WHAT TO PRODUCE:
Please pick out every line below that contains the string "thin" and copy each one. Case counts.

BEGIN DATASET CONTENT

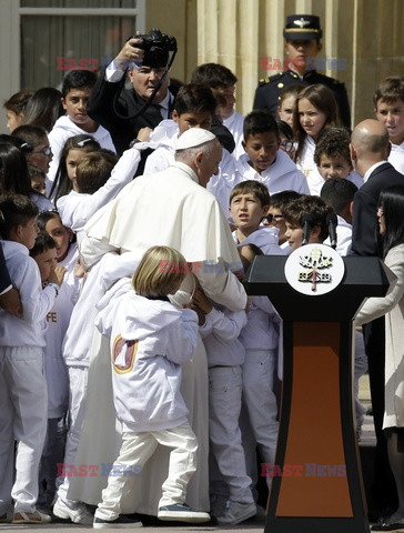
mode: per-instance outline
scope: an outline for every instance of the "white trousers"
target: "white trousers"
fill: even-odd
[[[242,366],[243,404],[252,430],[250,440],[251,436],[255,440],[262,461],[272,464],[275,463],[279,429],[277,403],[273,392],[275,361],[275,352],[272,350],[245,350]],[[255,453],[253,456],[255,459]],[[256,463],[251,463],[251,469],[248,473],[254,479]],[[266,477],[266,482],[270,484],[271,479]]]
[[[41,348],[0,346],[0,515],[7,512],[11,499],[14,513],[32,513],[48,416]]]
[[[228,485],[229,499],[253,502],[251,479],[246,475],[245,455],[241,443],[241,366],[209,369],[209,432],[211,451],[219,472]]]
[[[81,429],[84,422],[85,405],[87,405],[87,380],[89,369],[83,366],[69,366],[69,430],[65,441],[64,463],[68,465],[74,464],[75,454],[79,446]],[[95,439],[95,435],[94,435]],[[73,500],[69,500],[68,493],[70,487],[69,475],[58,477],[58,497],[63,502],[74,505]]]
[[[108,476],[108,485],[102,491],[102,502],[95,511],[98,519],[111,521],[120,515],[121,499],[128,492],[131,479],[142,475],[141,470],[158,444],[173,449],[170,453],[169,476],[161,487],[159,507],[185,502],[188,483],[196,470],[198,442],[190,424],[171,430],[123,432],[119,456]]]

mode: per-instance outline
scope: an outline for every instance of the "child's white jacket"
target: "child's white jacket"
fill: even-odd
[[[245,350],[240,342],[241,330],[246,324],[245,311],[213,308],[200,326],[208,354],[208,366],[236,366],[245,361]]]
[[[53,154],[48,172],[48,179],[51,182],[53,182],[57,174],[60,162],[60,154],[63,150],[65,141],[74,135],[92,137],[93,139],[95,139],[95,141],[100,143],[101,148],[105,148],[107,150],[117,152],[110,132],[105,130],[105,128],[103,128],[101,124],[99,124],[95,131],[93,131],[92,133],[88,133],[87,131],[82,130],[78,124],[75,124],[70,117],[59,117],[59,119],[54,122],[52,130],[48,134],[49,144],[52,149]]]
[[[186,423],[181,364],[195,352],[196,313],[131,291],[112,300],[95,325],[110,336],[114,405],[123,430],[138,433]]]
[[[42,290],[41,276],[28,248],[14,241],[1,241],[7,268],[14,288],[20,292],[22,318],[0,309],[0,345],[43,348],[46,316],[55,299],[53,286]]]

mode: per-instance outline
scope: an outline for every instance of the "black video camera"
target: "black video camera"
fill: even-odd
[[[161,33],[156,28],[144,36],[133,36],[134,39],[142,39],[139,48],[144,50],[142,64],[144,67],[162,68],[169,62],[169,52],[176,52],[176,40],[174,37]]]

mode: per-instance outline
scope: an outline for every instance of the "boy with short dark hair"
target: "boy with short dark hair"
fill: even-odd
[[[297,200],[290,202],[283,210],[286,223],[285,237],[292,251],[297,250],[303,241],[303,218],[312,218],[309,243],[322,243],[329,237],[327,215],[333,213],[320,197],[303,194]]]
[[[22,141],[22,152],[26,155],[29,165],[38,167],[44,173],[48,173],[50,162],[52,161],[52,150],[49,144],[48,133],[40,125],[22,124],[12,132]]]
[[[216,109],[212,90],[202,83],[189,83],[180,88],[174,102],[172,120],[163,120],[151,134],[154,152],[148,157],[144,174],[152,174],[166,169],[174,162],[176,142],[190,128],[211,130]],[[224,128],[225,130],[225,128]],[[223,144],[220,133],[218,140]],[[229,134],[229,132],[228,132]],[[206,189],[216,197],[223,212],[228,213],[229,194],[235,181],[235,162],[230,152],[223,149],[220,172],[213,175]]]
[[[350,142],[351,135],[346,128],[326,128],[315,145],[314,162],[323,180],[345,178],[360,188],[363,178],[353,170]]]
[[[280,150],[280,133],[275,119],[269,111],[252,111],[244,119],[243,148],[236,181],[256,180],[265,184],[271,194],[286,189],[309,194],[304,174]]]
[[[283,255],[277,245],[277,231],[261,225],[270,204],[266,187],[257,181],[242,181],[230,194],[229,212],[236,229],[233,238],[238,245],[255,244],[270,255]]]
[[[53,159],[49,170],[50,181],[54,180],[60,153],[65,141],[73,135],[90,133],[101,145],[115,152],[110,133],[87,114],[87,103],[95,84],[97,76],[91,70],[70,70],[63,79],[62,104],[65,115],[60,117],[49,133]]]
[[[281,248],[285,249],[287,253],[290,253],[291,250],[289,249],[285,238],[286,224],[283,218],[283,209],[289,202],[300,197],[301,193],[296,191],[282,191],[271,194],[270,207],[267,208],[266,217],[262,221],[264,225],[272,225],[279,230],[277,243]]]
[[[22,320],[0,310],[0,519],[7,520],[13,499],[13,523],[44,524],[51,517],[36,507],[47,432],[43,321],[58,295],[64,269],[52,269],[50,282],[42,290],[38,265],[29,257],[38,235],[37,205],[27,197],[13,194],[0,200],[0,213],[6,264],[22,304]]]
[[[219,63],[204,63],[194,69],[191,83],[204,83],[212,89],[218,100],[224,102],[220,108],[220,118],[234,138],[235,149],[232,152],[235,159],[244,152],[242,147],[244,117],[234,109],[236,77],[233,72]]]
[[[202,83],[189,83],[179,89],[172,111],[172,119],[163,120],[151,134],[155,150],[144,165],[144,173],[164,170],[174,162],[179,137],[190,128],[210,130],[216,110],[212,90]]]
[[[404,173],[404,77],[385,78],[377,87],[374,97],[374,112],[387,128],[392,151],[388,161]]]

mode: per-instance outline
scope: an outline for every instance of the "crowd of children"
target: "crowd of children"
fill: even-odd
[[[257,461],[275,463],[274,380],[282,354],[276,310],[254,296],[246,311],[233,312],[211,301],[195,280],[191,301],[179,309],[169,300],[186,272],[178,251],[154,247],[131,262],[113,255],[84,272],[81,238],[90,218],[134,178],[144,150],[153,150],[144,173],[162,171],[188,129],[213,130],[219,117],[235,149],[223,150],[206,188],[233,230],[244,272],[256,254],[300,248],[307,213],[309,242],[325,244],[327,215],[336,214],[336,250],[349,255],[352,205],[364,182],[351,161],[351,133],[322,84],[286,87],[276,118],[264,110],[243,118],[234,109],[234,74],[206,63],[179,89],[172,117],[154,130],[141,129],[118,158],[111,132],[87,114],[95,80],[93,72],[70,71],[60,94],[20,91],[4,103],[11,134],[0,137],[0,237],[22,315],[0,309],[0,522],[44,524],[52,511],[97,529],[141,526],[121,514],[121,499],[130,473],[153,461],[160,443],[172,452],[159,519],[204,522],[211,511],[220,523],[238,524],[256,514]],[[404,78],[380,83],[374,110],[388,131],[388,160],[403,172]],[[165,272],[165,263],[178,269]],[[120,278],[125,282],[98,313],[95,303]],[[122,426],[95,514],[69,497],[71,479],[58,466],[74,465],[94,324],[110,339]],[[186,504],[198,439],[180,392],[181,366],[192,360],[199,335],[208,354],[211,510]],[[366,369],[361,350],[356,369],[357,384]],[[356,413],[360,429],[357,401]]]

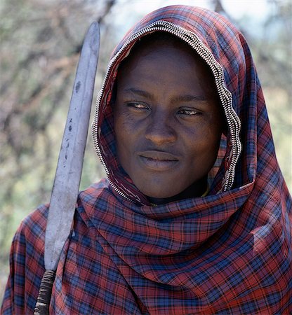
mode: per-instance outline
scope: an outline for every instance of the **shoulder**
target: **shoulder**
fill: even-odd
[[[18,252],[43,253],[48,206],[41,205],[20,223],[13,240],[13,248]]]
[[[109,184],[106,178],[90,186],[86,190],[79,192],[78,203],[80,205],[92,204],[98,200],[105,192],[109,190]]]

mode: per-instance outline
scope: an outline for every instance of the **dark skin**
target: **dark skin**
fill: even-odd
[[[157,204],[201,196],[218,154],[223,119],[210,71],[175,41],[142,46],[117,78],[119,160]]]

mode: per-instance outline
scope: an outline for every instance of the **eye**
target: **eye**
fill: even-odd
[[[137,109],[149,109],[149,106],[147,106],[147,105],[135,102],[128,102],[126,104],[126,105],[128,107],[132,107]]]
[[[178,111],[178,113],[179,115],[185,115],[188,116],[192,116],[194,115],[199,115],[201,113],[196,109],[191,108],[181,108]]]

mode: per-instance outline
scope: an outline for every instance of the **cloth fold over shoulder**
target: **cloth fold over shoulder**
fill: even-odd
[[[211,69],[228,132],[208,195],[153,206],[117,160],[111,98],[121,61],[138,38],[161,30],[189,43]],[[108,178],[79,195],[53,314],[292,313],[291,198],[251,55],[230,22],[185,6],[144,18],[112,55],[93,131]],[[15,235],[3,314],[32,312],[46,213],[33,213]]]

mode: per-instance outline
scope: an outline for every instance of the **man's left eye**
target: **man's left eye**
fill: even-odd
[[[148,108],[146,105],[141,103],[129,102],[127,105],[128,107],[133,107],[134,108]]]
[[[198,111],[196,111],[195,109],[180,109],[178,111],[178,114],[180,115],[198,115],[199,112]]]

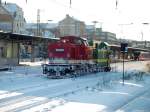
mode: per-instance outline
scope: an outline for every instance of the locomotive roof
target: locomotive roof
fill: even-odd
[[[81,39],[81,40],[87,40],[86,38],[83,38],[83,37],[78,37],[78,36],[64,36],[64,37],[61,37],[61,38],[77,38],[77,39]]]

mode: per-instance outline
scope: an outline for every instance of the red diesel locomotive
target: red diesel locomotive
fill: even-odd
[[[93,60],[93,48],[81,37],[64,36],[50,43],[48,57],[49,63],[43,65],[43,73],[50,78],[72,77],[99,70]]]

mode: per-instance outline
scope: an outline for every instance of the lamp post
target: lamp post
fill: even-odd
[[[142,25],[143,26],[149,25],[149,23],[142,23]],[[143,30],[141,30],[141,41],[143,41],[143,35],[144,35]]]
[[[96,38],[96,24],[98,23],[98,21],[93,21],[94,23],[94,36],[93,36],[93,40],[95,40]]]

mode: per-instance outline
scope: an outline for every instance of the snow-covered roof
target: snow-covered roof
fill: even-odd
[[[58,26],[57,23],[40,23],[40,27],[45,28],[45,29],[55,28],[57,26]],[[30,29],[30,28],[36,29],[37,28],[37,23],[27,23],[26,24],[26,29]]]

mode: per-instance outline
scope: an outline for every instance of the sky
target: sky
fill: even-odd
[[[84,21],[87,25],[98,21],[96,27],[116,33],[117,38],[150,41],[149,0],[2,0],[18,4],[24,11],[27,22],[55,23],[66,14]],[[26,2],[27,1],[27,2]]]

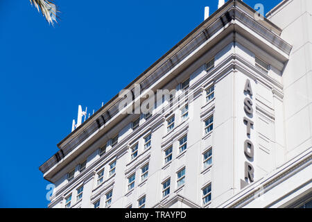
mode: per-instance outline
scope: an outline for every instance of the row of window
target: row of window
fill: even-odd
[[[213,125],[214,121],[214,116],[211,116],[205,121],[205,134],[209,133],[214,128]],[[151,140],[152,140],[152,134],[148,134],[147,136],[144,137],[144,150],[149,148],[151,146]],[[187,148],[187,135],[184,135],[180,139],[179,139],[179,153],[181,153],[184,151]],[[100,156],[105,153],[105,146],[101,147],[99,148],[99,155]],[[138,147],[139,143],[137,143],[132,147],[131,147],[131,160],[135,159],[138,155]],[[211,164],[211,159],[207,159],[211,156],[211,151],[209,153],[208,151],[204,154],[204,166],[209,166]],[[164,164],[167,164],[171,162],[173,158],[173,146],[172,145],[164,150]],[[86,168],[87,160],[85,160],[79,165],[79,171],[82,172]],[[109,176],[112,176],[115,173],[116,171],[116,160],[111,162],[109,164]],[[67,174],[67,180],[69,181],[71,180],[75,174],[75,169],[73,169]],[[104,180],[104,169],[102,169],[101,171],[98,173],[98,180],[97,185],[99,185]]]

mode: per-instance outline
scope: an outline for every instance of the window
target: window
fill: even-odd
[[[169,162],[172,160],[172,146],[170,146],[165,151],[165,164]]]
[[[94,207],[94,208],[100,208],[100,200],[94,203],[93,206]]]
[[[170,194],[170,178],[162,183],[162,197]]]
[[[69,208],[71,203],[71,194],[65,198],[65,208]]]
[[[152,134],[150,134],[144,137],[144,149],[146,149],[150,146],[151,139],[152,139]]]
[[[118,143],[118,135],[112,139],[112,147],[114,147]]]
[[[202,203],[205,205],[211,200],[211,185],[209,185],[202,189]]]
[[[77,201],[83,198],[83,186],[77,189]]]
[[[116,170],[116,161],[114,161],[114,162],[110,164],[110,176],[112,176],[114,173],[115,173],[115,170]]]
[[[214,58],[206,64],[206,71],[209,71],[214,68]]]
[[[208,89],[206,89],[206,102],[210,101],[214,98],[214,85],[211,86]]]
[[[207,134],[214,128],[214,116],[209,117],[205,121],[205,133]]]
[[[270,69],[269,65],[260,60],[259,58],[255,58],[256,67],[261,69],[265,73],[268,73]]]
[[[182,153],[187,149],[187,136],[184,137],[179,141],[179,142],[180,142],[180,146],[179,146],[180,153]]]
[[[172,94],[170,94],[169,96],[169,106],[170,108],[172,108],[172,106],[173,105],[173,96]]]
[[[181,88],[182,89],[187,89],[189,87],[189,78],[182,83]]]
[[[135,173],[128,178],[128,190],[131,190],[135,187]]]
[[[100,157],[101,157],[104,153],[106,152],[106,144],[105,144],[103,146],[101,147],[98,150],[98,154],[100,155]]]
[[[141,168],[141,180],[144,180],[148,176],[148,164]]]
[[[137,202],[139,208],[145,208],[145,196],[139,199]]]
[[[73,179],[75,176],[75,169],[73,169],[71,171],[67,173],[67,180],[71,181]]]
[[[101,185],[103,182],[103,179],[104,177],[104,169],[101,170],[98,173],[98,185]]]
[[[87,165],[87,160],[79,164],[79,172],[81,173],[82,171],[83,171],[85,169],[86,165]]]
[[[298,208],[306,208],[306,209],[312,208],[312,200],[310,200],[309,201],[306,202],[306,203],[302,205]]]
[[[112,204],[112,190],[106,194],[105,207],[108,207]]]
[[[137,156],[138,147],[139,147],[139,144],[137,144],[131,148],[131,160],[135,159]]]
[[[185,182],[185,168],[183,168],[177,173],[177,187],[184,185]]]
[[[144,119],[145,120],[148,120],[148,119],[150,119],[150,117],[152,116],[152,114],[150,113],[150,111],[148,112],[148,113],[146,113],[144,116]]]
[[[175,127],[175,116],[167,120],[167,132],[171,131]]]
[[[209,149],[204,153],[204,169],[207,168],[212,162],[212,149]]]
[[[138,128],[139,123],[140,123],[140,118],[137,118],[136,120],[135,120],[132,122],[132,130],[135,130],[137,128]]]
[[[182,121],[186,119],[189,117],[189,105],[185,106],[181,110],[181,119]]]

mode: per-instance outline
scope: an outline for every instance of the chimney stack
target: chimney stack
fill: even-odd
[[[206,20],[209,17],[209,7],[205,7],[205,19]]]

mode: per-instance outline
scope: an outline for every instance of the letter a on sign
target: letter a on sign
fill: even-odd
[[[245,83],[244,92],[247,92],[250,96],[252,96],[252,89],[251,88],[251,84],[249,79],[247,79],[246,83]]]

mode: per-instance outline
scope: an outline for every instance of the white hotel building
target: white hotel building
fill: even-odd
[[[227,1],[134,80],[124,109],[177,90],[151,115],[116,95],[60,142],[49,207],[311,207],[312,1],[255,12]]]

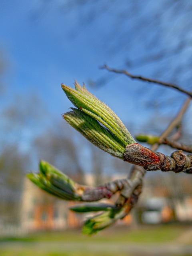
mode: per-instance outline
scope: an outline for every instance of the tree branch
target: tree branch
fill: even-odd
[[[191,92],[186,91],[184,89],[182,89],[182,88],[181,88],[180,87],[179,87],[179,86],[173,84],[166,83],[162,82],[161,81],[159,81],[158,80],[144,77],[143,76],[136,76],[134,75],[132,75],[126,70],[121,70],[116,69],[115,68],[112,68],[108,67],[107,65],[104,65],[104,66],[101,67],[100,68],[101,69],[106,69],[110,72],[113,72],[114,73],[116,73],[116,74],[123,74],[124,75],[125,75],[126,76],[129,76],[129,77],[132,79],[139,79],[140,80],[142,80],[142,81],[148,82],[150,83],[154,83],[155,84],[160,84],[161,85],[163,85],[167,87],[172,88],[177,90],[178,91],[179,91],[180,92],[182,92],[186,94],[191,98],[192,98],[192,93]]]

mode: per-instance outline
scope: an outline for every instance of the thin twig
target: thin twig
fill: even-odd
[[[151,147],[151,149],[152,150],[154,151],[156,150],[162,142],[167,138],[175,127],[179,124],[181,121],[183,115],[187,110],[190,101],[190,98],[188,98],[186,100],[177,115],[170,123],[167,128],[164,131],[160,136],[159,140],[159,143],[154,144]]]
[[[177,148],[177,149],[184,150],[186,152],[192,153],[192,147],[176,141],[170,140],[168,139],[165,139],[162,140],[161,144],[168,145],[174,148]]]
[[[161,81],[159,81],[158,80],[156,80],[155,79],[152,79],[151,78],[144,77],[143,76],[136,76],[134,75],[132,75],[126,70],[121,70],[116,69],[115,68],[112,68],[108,67],[107,65],[104,65],[103,66],[101,67],[100,68],[101,69],[106,69],[110,72],[113,72],[117,74],[124,74],[126,76],[129,76],[129,77],[132,79],[139,79],[140,80],[142,80],[142,81],[144,81],[145,82],[148,82],[150,83],[154,83],[155,84],[160,84],[161,85],[163,85],[168,87],[173,88],[173,89],[175,89],[175,90],[176,90],[181,92],[184,93],[188,96],[189,96],[191,98],[192,98],[192,93],[186,91],[184,89],[182,89],[182,88],[181,88],[180,87],[179,87],[178,86],[173,84],[166,83],[162,82]]]

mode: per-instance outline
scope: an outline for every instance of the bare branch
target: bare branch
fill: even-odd
[[[161,144],[168,145],[172,148],[181,150],[189,153],[192,153],[192,147],[176,141],[170,140],[168,139],[165,139],[162,141]]]
[[[150,83],[154,83],[155,84],[160,84],[167,87],[173,88],[173,89],[175,89],[175,90],[179,91],[180,92],[184,93],[188,96],[189,96],[191,98],[192,98],[192,93],[191,92],[188,92],[187,91],[186,91],[184,89],[182,89],[182,88],[181,88],[180,87],[179,87],[179,86],[173,84],[166,83],[162,82],[161,81],[159,81],[158,80],[144,77],[143,76],[136,76],[134,75],[132,75],[126,70],[121,70],[116,69],[115,68],[112,68],[108,67],[107,65],[104,65],[103,66],[101,67],[100,68],[101,69],[106,69],[110,72],[113,72],[114,73],[116,73],[117,74],[123,74],[125,75],[126,76],[129,76],[129,77],[132,79],[139,79],[140,80],[142,80],[142,81],[144,81],[145,82],[148,82]]]

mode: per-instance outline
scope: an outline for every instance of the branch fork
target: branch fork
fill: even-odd
[[[96,233],[128,214],[141,193],[145,170],[192,173],[192,155],[178,150],[170,157],[142,146],[136,143],[114,112],[84,86],[82,87],[75,82],[75,89],[64,84],[62,87],[76,108],[64,114],[64,118],[102,150],[136,165],[127,178],[96,188],[75,182],[43,161],[40,162],[38,174],[28,174],[35,184],[53,196],[65,200],[86,202],[73,206],[70,208],[72,210],[99,212],[98,215],[85,222],[83,229],[84,233]],[[104,198],[110,199],[116,193],[118,196],[113,204],[90,203]]]

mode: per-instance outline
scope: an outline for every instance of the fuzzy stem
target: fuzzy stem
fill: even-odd
[[[124,157],[126,162],[142,166],[147,171],[160,170],[178,173],[192,167],[192,155],[186,155],[182,150],[178,150],[168,156],[138,143],[127,146]]]

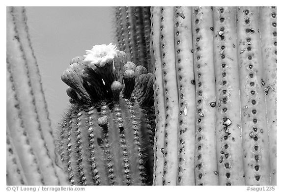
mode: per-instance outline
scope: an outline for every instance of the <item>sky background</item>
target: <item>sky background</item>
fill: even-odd
[[[68,109],[61,74],[85,50],[114,40],[111,7],[27,7],[28,25],[53,128]]]

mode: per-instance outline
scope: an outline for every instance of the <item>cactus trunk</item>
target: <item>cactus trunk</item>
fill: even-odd
[[[71,86],[67,93],[73,104],[58,139],[69,181],[152,185],[153,75],[127,62],[125,53],[111,44],[87,52],[82,62],[73,59],[61,76]]]
[[[213,19],[219,184],[244,185],[235,7],[214,7]]]
[[[245,182],[270,185],[263,66],[257,7],[237,10]]]
[[[7,7],[7,131],[26,175],[25,184],[65,185],[25,11]],[[12,178],[11,185],[18,183]]]
[[[263,65],[264,93],[266,98],[271,185],[276,185],[276,7],[259,8],[259,29]]]
[[[153,183],[161,185],[163,178],[162,185],[194,185],[188,180],[185,183],[182,176],[195,174],[195,184],[199,185],[276,184],[276,7],[260,8],[260,11],[255,7],[191,8],[152,8],[152,55],[158,117]],[[184,60],[188,63],[186,68]],[[188,71],[182,74],[183,69]],[[195,80],[189,73],[192,71]],[[183,86],[183,81],[187,86]],[[195,87],[189,89],[190,82]],[[186,88],[190,91],[183,94]],[[193,98],[188,93],[194,89]],[[176,94],[179,102],[173,103]],[[190,102],[195,101],[196,138],[188,138],[182,145],[181,129],[187,126],[186,131],[191,130],[187,121],[193,119],[182,116],[186,110],[183,107],[186,97]],[[191,106],[191,110],[194,105]],[[177,136],[177,128],[180,132]],[[183,172],[182,162],[188,161],[188,165],[191,160],[180,157],[184,149],[187,150],[186,143],[193,140],[196,169],[192,171],[188,166],[188,172]],[[178,155],[168,153],[166,145],[169,143],[170,150],[176,150],[176,144],[184,148],[178,148]],[[158,151],[163,147],[164,154]],[[160,161],[163,160],[163,167]],[[162,178],[157,174],[162,170]]]

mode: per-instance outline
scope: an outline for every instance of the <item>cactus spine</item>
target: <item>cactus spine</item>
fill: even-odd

END DATASET CONTENT

RESPONSE:
scope: an outline for every instance of the thin twig
target: thin twig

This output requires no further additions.